◆ **Dataset content**
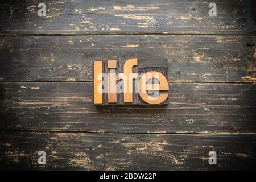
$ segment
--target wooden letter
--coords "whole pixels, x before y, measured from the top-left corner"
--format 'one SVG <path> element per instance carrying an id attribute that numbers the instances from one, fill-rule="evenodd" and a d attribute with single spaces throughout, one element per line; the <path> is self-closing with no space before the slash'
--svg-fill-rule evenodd
<path id="1" fill-rule="evenodd" d="M 102 104 L 102 61 L 94 61 L 93 69 L 94 104 Z"/>
<path id="2" fill-rule="evenodd" d="M 108 102 L 109 103 L 117 103 L 117 80 L 115 69 L 117 68 L 116 60 L 108 61 L 108 68 L 110 69 L 110 73 L 108 74 Z"/>
<path id="3" fill-rule="evenodd" d="M 127 60 L 123 65 L 123 73 L 119 74 L 119 78 L 123 80 L 123 102 L 133 102 L 133 81 L 138 78 L 137 73 L 133 73 L 133 67 L 137 65 L 138 60 Z"/>
<path id="4" fill-rule="evenodd" d="M 147 84 L 147 81 L 151 78 L 156 78 L 159 84 Z M 168 93 L 159 93 L 156 97 L 149 96 L 147 90 L 168 90 L 169 85 L 164 76 L 156 71 L 150 71 L 142 75 L 139 81 L 139 94 L 142 100 L 151 104 L 158 104 L 163 102 L 167 98 Z"/>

◆ **Your goal**
Can you copy the listing above line for line, without any changes and without the picture?

◆ **Solution for this problem**
$ segment
--target wooden letter
--coords "whole pixels, x before y, measured from the top-left corner"
--format 'one SVG <path> element per instance carrying an id attribute that numbers the instances from one, fill-rule="evenodd" and a d attribute with single spaces throughout, one element per line; the <path> is self-closing with no space before the slash'
--svg-fill-rule evenodd
<path id="1" fill-rule="evenodd" d="M 102 104 L 102 61 L 94 61 L 93 69 L 94 104 Z"/>
<path id="2" fill-rule="evenodd" d="M 108 102 L 109 103 L 117 103 L 117 80 L 115 69 L 117 68 L 116 60 L 108 61 L 108 68 L 110 69 L 110 73 L 108 74 Z"/>
<path id="3" fill-rule="evenodd" d="M 127 60 L 123 65 L 123 73 L 119 74 L 119 78 L 123 80 L 123 102 L 133 102 L 133 81 L 138 78 L 137 73 L 133 73 L 133 67 L 137 65 L 138 60 Z"/>
<path id="4" fill-rule="evenodd" d="M 147 84 L 147 81 L 151 78 L 156 78 L 159 84 Z M 168 93 L 159 93 L 156 97 L 149 96 L 147 90 L 168 90 L 169 85 L 164 76 L 156 71 L 150 71 L 142 75 L 139 81 L 139 94 L 142 100 L 151 104 L 158 104 L 163 102 L 167 98 Z"/>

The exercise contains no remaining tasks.